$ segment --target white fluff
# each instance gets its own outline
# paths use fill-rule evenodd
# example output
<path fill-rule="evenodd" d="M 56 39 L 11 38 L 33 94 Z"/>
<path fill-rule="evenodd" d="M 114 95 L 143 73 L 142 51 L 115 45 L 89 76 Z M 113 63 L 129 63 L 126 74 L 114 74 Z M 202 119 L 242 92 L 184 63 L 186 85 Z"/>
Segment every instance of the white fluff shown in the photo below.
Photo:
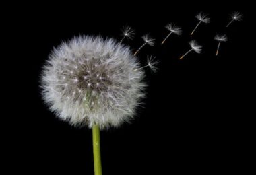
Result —
<path fill-rule="evenodd" d="M 147 43 L 150 46 L 153 46 L 155 44 L 155 39 L 151 38 L 151 36 L 149 34 L 145 34 L 142 36 L 142 39 L 144 40 L 146 43 Z"/>
<path fill-rule="evenodd" d="M 214 37 L 214 40 L 218 41 L 223 41 L 226 42 L 228 40 L 228 38 L 226 34 L 216 34 Z"/>
<path fill-rule="evenodd" d="M 145 96 L 144 71 L 139 68 L 130 48 L 113 39 L 75 37 L 49 56 L 41 77 L 42 97 L 71 125 L 118 127 L 133 118 Z"/>
<path fill-rule="evenodd" d="M 191 40 L 189 42 L 189 44 L 195 52 L 197 53 L 201 53 L 202 47 L 200 45 L 198 45 L 197 42 L 195 40 Z"/>
<path fill-rule="evenodd" d="M 182 30 L 181 28 L 177 26 L 176 24 L 173 23 L 168 24 L 165 26 L 165 28 L 169 30 L 170 32 L 172 32 L 177 35 L 181 35 Z"/>
<path fill-rule="evenodd" d="M 206 13 L 204 13 L 203 12 L 199 13 L 195 18 L 199 20 L 200 22 L 204 22 L 204 23 L 209 23 L 210 22 L 210 18 L 208 17 L 208 15 Z"/>

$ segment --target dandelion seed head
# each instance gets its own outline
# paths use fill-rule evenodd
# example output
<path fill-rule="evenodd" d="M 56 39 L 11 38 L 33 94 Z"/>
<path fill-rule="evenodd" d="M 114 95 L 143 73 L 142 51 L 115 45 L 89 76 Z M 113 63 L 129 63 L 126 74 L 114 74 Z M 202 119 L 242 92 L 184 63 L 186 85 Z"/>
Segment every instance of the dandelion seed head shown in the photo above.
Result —
<path fill-rule="evenodd" d="M 226 34 L 216 34 L 214 37 L 214 40 L 218 40 L 218 41 L 223 41 L 226 42 L 228 40 L 228 37 Z"/>
<path fill-rule="evenodd" d="M 144 40 L 145 42 L 147 42 L 147 44 L 150 46 L 153 46 L 155 44 L 155 39 L 150 37 L 149 34 L 143 35 L 142 36 L 142 39 Z"/>
<path fill-rule="evenodd" d="M 203 12 L 200 12 L 196 16 L 195 18 L 202 22 L 204 22 L 204 23 L 209 23 L 210 22 L 210 17 L 208 17 L 208 15 L 206 14 L 206 13 L 204 13 Z"/>
<path fill-rule="evenodd" d="M 123 32 L 123 36 L 125 36 L 129 39 L 131 40 L 134 37 L 134 34 L 135 34 L 134 30 L 132 29 L 129 26 L 123 27 L 122 29 L 122 32 Z"/>
<path fill-rule="evenodd" d="M 241 21 L 243 19 L 243 15 L 240 12 L 234 11 L 230 15 L 232 19 L 236 21 Z"/>
<path fill-rule="evenodd" d="M 195 40 L 191 40 L 189 44 L 195 52 L 197 53 L 201 53 L 202 47 L 199 45 Z"/>
<path fill-rule="evenodd" d="M 75 37 L 50 55 L 41 75 L 42 98 L 72 125 L 118 127 L 134 118 L 145 96 L 144 71 L 134 71 L 138 68 L 130 48 L 113 39 Z"/>
<path fill-rule="evenodd" d="M 181 28 L 179 27 L 178 26 L 177 26 L 176 24 L 174 24 L 173 23 L 170 23 L 170 24 L 166 25 L 166 26 L 165 26 L 165 28 L 168 30 L 169 30 L 170 32 L 172 32 L 172 33 L 174 33 L 177 35 L 181 35 L 182 33 Z"/>

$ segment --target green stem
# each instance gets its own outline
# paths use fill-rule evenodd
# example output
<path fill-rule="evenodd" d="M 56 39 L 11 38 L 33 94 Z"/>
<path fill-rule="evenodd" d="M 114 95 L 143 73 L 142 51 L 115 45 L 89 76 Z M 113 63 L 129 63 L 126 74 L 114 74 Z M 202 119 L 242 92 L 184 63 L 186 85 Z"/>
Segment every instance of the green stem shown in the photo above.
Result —
<path fill-rule="evenodd" d="M 100 160 L 100 127 L 97 125 L 92 126 L 92 140 L 94 148 L 94 174 L 102 175 Z"/>

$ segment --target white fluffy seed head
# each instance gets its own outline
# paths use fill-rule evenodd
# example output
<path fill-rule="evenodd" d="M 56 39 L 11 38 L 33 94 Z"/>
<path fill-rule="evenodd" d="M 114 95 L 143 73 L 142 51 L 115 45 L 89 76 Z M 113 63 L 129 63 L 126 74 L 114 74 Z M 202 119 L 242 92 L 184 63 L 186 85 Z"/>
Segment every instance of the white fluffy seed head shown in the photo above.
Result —
<path fill-rule="evenodd" d="M 177 34 L 177 35 L 181 35 L 181 27 L 179 27 L 178 26 L 177 26 L 176 24 L 173 24 L 173 23 L 170 23 L 168 25 L 166 25 L 166 26 L 165 26 L 165 28 L 169 30 L 170 32 L 172 32 L 172 33 Z"/>
<path fill-rule="evenodd" d="M 195 40 L 191 40 L 189 44 L 195 52 L 197 53 L 201 53 L 201 46 L 199 45 Z"/>
<path fill-rule="evenodd" d="M 155 39 L 150 37 L 149 34 L 142 36 L 142 39 L 150 46 L 153 46 L 155 44 Z"/>
<path fill-rule="evenodd" d="M 122 32 L 123 32 L 123 36 L 125 36 L 129 39 L 131 40 L 134 37 L 134 34 L 135 34 L 134 30 L 132 29 L 129 26 L 123 27 L 122 29 Z"/>
<path fill-rule="evenodd" d="M 206 14 L 206 13 L 204 13 L 203 12 L 200 12 L 196 16 L 195 18 L 202 22 L 204 22 L 204 23 L 209 23 L 210 22 L 210 17 L 208 17 L 208 15 Z"/>
<path fill-rule="evenodd" d="M 231 18 L 236 21 L 241 21 L 243 19 L 243 15 L 238 11 L 234 11 L 231 13 Z"/>
<path fill-rule="evenodd" d="M 63 120 L 118 127 L 144 96 L 144 71 L 129 47 L 113 39 L 75 37 L 55 48 L 42 74 L 42 97 Z"/>
<path fill-rule="evenodd" d="M 226 42 L 228 40 L 228 37 L 226 34 L 216 34 L 214 37 L 214 40 L 218 41 Z"/>

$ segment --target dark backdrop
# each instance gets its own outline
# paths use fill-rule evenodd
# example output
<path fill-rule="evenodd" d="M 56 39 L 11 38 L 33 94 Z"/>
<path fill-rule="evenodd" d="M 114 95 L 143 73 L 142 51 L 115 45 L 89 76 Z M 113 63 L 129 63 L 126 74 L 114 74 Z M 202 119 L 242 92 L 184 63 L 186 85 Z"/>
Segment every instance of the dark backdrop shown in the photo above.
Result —
<path fill-rule="evenodd" d="M 15 132 L 9 138 L 12 156 L 8 162 L 32 174 L 93 174 L 91 130 L 69 126 L 49 111 L 40 95 L 39 76 L 53 47 L 62 41 L 80 34 L 119 40 L 121 28 L 129 25 L 135 29 L 135 38 L 124 43 L 135 51 L 143 43 L 141 36 L 150 33 L 156 45 L 146 46 L 138 57 L 144 63 L 146 56 L 153 54 L 160 63 L 157 73 L 146 71 L 148 96 L 135 119 L 101 132 L 103 174 L 207 174 L 244 170 L 241 163 L 249 144 L 249 115 L 242 108 L 247 89 L 244 63 L 249 59 L 245 56 L 249 37 L 247 6 L 207 1 L 99 1 L 34 3 L 22 9 L 14 24 L 20 32 L 14 34 L 22 36 L 19 43 L 24 56 L 17 59 L 24 65 L 25 77 L 16 81 L 23 100 L 18 100 L 20 110 L 12 111 L 19 114 L 11 127 Z M 234 11 L 241 11 L 244 18 L 227 28 L 228 15 Z M 201 24 L 191 37 L 199 11 L 209 13 L 211 22 Z M 164 26 L 171 22 L 183 28 L 183 34 L 172 35 L 161 46 L 168 34 Z M 214 40 L 217 32 L 228 38 L 218 57 Z M 192 39 L 202 45 L 202 53 L 191 53 L 179 60 Z"/>

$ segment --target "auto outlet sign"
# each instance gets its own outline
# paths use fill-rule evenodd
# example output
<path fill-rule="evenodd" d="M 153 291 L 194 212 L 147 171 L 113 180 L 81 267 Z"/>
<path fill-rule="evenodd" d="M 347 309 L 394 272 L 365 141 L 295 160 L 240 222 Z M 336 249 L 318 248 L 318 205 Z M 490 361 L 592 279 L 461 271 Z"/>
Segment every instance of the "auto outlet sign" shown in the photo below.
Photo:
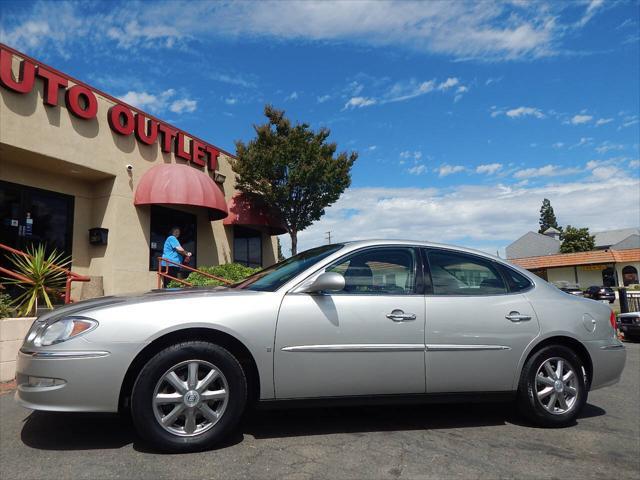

== THE TASK ==
Reproduce everything from the line containing "--target dark backdrop" down to the end of the rows, substituting "occurrence" for "instance" and changing nothing else. Leave the pictures out of your answer.

== FINAL RESULT ==
$ segment --target dark backdrop
# each occurrence gets its own outline
# paths use fill-rule evenodd
# example output
<path fill-rule="evenodd" d="M 56 39 L 11 38 L 33 94 Z"/>
<path fill-rule="evenodd" d="M 114 95 L 143 73 L 142 51 L 115 45 L 89 76 Z M 113 63 L 129 63 L 126 74 L 114 74 Z M 202 119 L 242 92 L 184 63 L 186 85 Z"/>
Segment every occurrence of the dark backdrop shown in the photo above.
Result —
<path fill-rule="evenodd" d="M 15 132 L 9 138 L 12 156 L 8 162 L 32 174 L 93 174 L 91 130 L 69 126 L 49 111 L 40 95 L 39 76 L 53 47 L 62 41 L 80 34 L 119 40 L 121 28 L 129 25 L 135 29 L 135 38 L 124 43 L 135 51 L 143 43 L 141 36 L 150 33 L 156 45 L 146 46 L 138 57 L 144 63 L 146 56 L 153 54 L 160 63 L 157 73 L 146 71 L 148 96 L 135 119 L 101 132 L 103 174 L 207 174 L 244 170 L 241 163 L 249 144 L 249 115 L 242 108 L 247 89 L 244 63 L 249 59 L 245 56 L 249 37 L 247 6 L 207 1 L 99 1 L 34 3 L 22 9 L 14 24 L 20 32 L 14 34 L 22 36 L 19 43 L 24 56 L 17 59 L 24 65 L 25 77 L 16 81 L 23 100 L 18 100 L 20 110 L 12 111 L 19 114 L 11 127 Z M 234 11 L 241 11 L 244 18 L 227 28 L 228 15 Z M 201 24 L 191 37 L 199 11 L 209 13 L 211 22 Z M 164 26 L 171 22 L 183 28 L 183 34 L 172 35 L 161 46 L 168 34 Z M 214 40 L 217 32 L 228 38 L 218 57 Z M 192 39 L 202 45 L 202 53 L 191 53 L 179 60 Z"/>

$ segment --target "auto outlet sign"
# each occurrence gets its own outline
# paths use fill-rule evenodd
# example output
<path fill-rule="evenodd" d="M 153 291 L 194 212 L 147 171 L 113 180 L 81 267 Z"/>
<path fill-rule="evenodd" d="M 347 309 L 394 272 L 365 141 L 295 160 L 240 222 Z M 336 249 L 318 248 L 318 205 Z M 490 361 L 592 279 L 461 271 Z"/>
Segment every occurrence of the "auto outlet sign" shown in the photo below.
Photo:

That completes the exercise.